***** PASSAGE TO READ

Culture in this study refers to bureaucracy and work ethics. Culture plays a role in ensuring “what and how things get done” [20]. High level of bureaucracy affects the efficiency, flexibility and innovativeness for the industry growth as was the case of Thailand [5]. However, India has bureaucratic structure with a disciplined approach to work [9] but in addition India also possesses work culture that is similar to western culture where majority of the IT/ITES businesses emanates [1]. The study by Trauth [20] states that global investments introduce global culture such as high standard work ethics to the workplace that enhances the development of domestic industry in a country.

Geographic Location.

Country location affects the direction of the trade [14] such as Poland and Ireland are strategically located near other regions with a rapid growth in ICT and have experienced significant business benefits [7]. However, the study by Heeks [11] argued that location relates to export only and do not impact industry growth focused on IT products and services [15]. Dedrick and Kraemer [17] also indicates that countries with favorable geographic location have an advantage for a successful hardware industry as in the case of Thailand’s successful hardware industry. Furthermore, in the case of India, location did not affect the industry growth, but rather the difference in time and distance offered an advantage [1, 9]. This factor, however, is compensated with the advent of technology parks that facilitates access to markets and counter the infrastructure issues [21].

Domestic IT use.

An increase in domestic IT use most likely increases investment in the IT/ITES industry and promotion of the local IT industry [15, 18]. However, in Thailand, domestic IT consumption was less yet the industry was booming [18]. Thus not a significant relation seems to be there between domestic IT use and the success of the industry [16, 18]. Therefore, this factor is not relevant if a country is focused on external market or if the local market is small [16,17,18]. For instance, despite low domestic IT use, India has a fast growing IT industry [14, 16] and it is the small market size and low profitability that forced entrepreneurs to focus on export activities [9].

Economic Development.

A country’s level of economic development determines the size of the local IT/ITES market and the quality of infrastructure [17]. The greater the economic development, the greater the quality of infrastructure in supporting the growth and use of IT [18]. The pace of economic development and technical capabilities contributes to the success of the IT/ITES industry [1]. However, the study by Dedrick and Kraemer [17] states that this factor is affected by the country’s policies and is thus closely related to government policies.

Research and Development (R&D).

A correlation may exist between industry attractiveness and R&D initiatives [7]. However, Harbi et al. [8] argue that R&D activities do not determine the success of the IT/ITES industry but it promotes innovation in the industry. However, the study by Bhattacharjee and Chakrabarti [10] noted that, recently there have been increasing investments in R&D in India that contribute to the growth of the IT/ITES industry.

Access to finance.

**********

#### REQUIRED TASK
Pick up the survey of IT/ITES industry growth factors at the point where it stops, beginning with the section under the heading "Access to finance." The listing that comes next has no connection to the survey of IT/ITES industry growth factors.

***** PROVIDED MATERIAL

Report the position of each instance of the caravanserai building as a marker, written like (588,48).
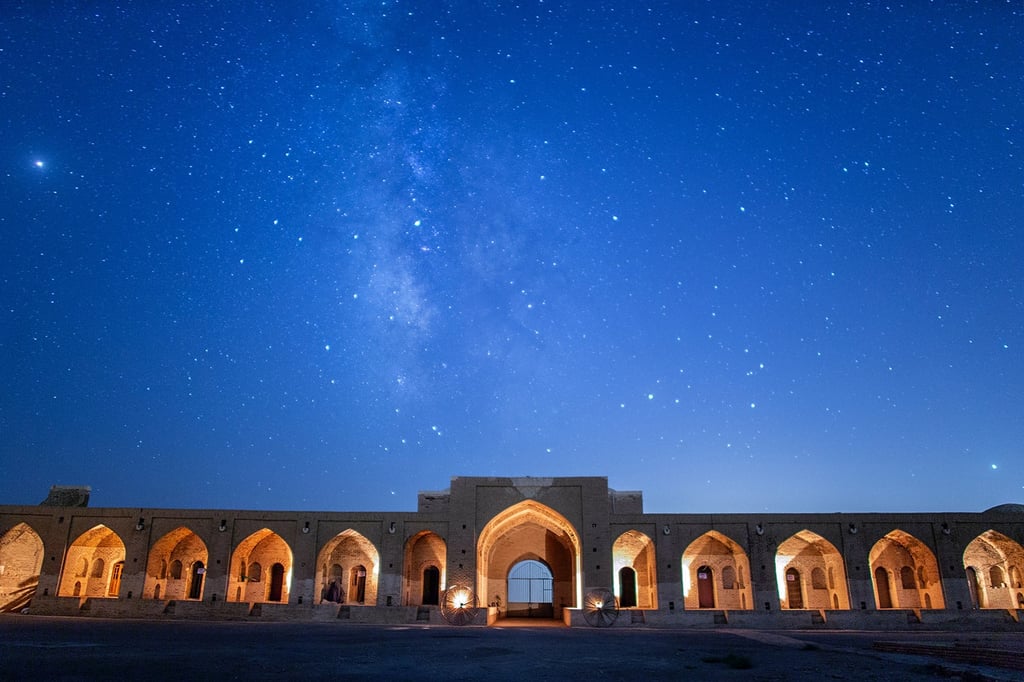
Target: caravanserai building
(565,549)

**********

#### EXERCISE RESPONSE
Access to finance is important where the focus is on supporting startups, innovation, entrepreneurship and for maintaining growth of existing firms necessary for IT industry development [1, 8, 12, 15]. Further, this factor is linked with IT industry ranking [15] which contributes to branding of the industry in specific countries.

Political stability.

In developing countries, politics influence transition to an information society [17]. A country’s political stability influences private sector decisions, especially whether to invest in setting up IT/ITES businesses [5]. A study by Dedrick and Kraemer [17] considers the IT/ITES industry to be a high risk business and political stability represents trust to investors [13].

IT Export, Sale and Production.

The success of the IT/ITES industry is measured by the ability to produce and export technology related products [18]. This factor also imposes limitations to countries which enforce protectionism, competition and lack of support for exporting products [17]. Furthermore, an export strategy is expensive and only viable for larger global companies [17].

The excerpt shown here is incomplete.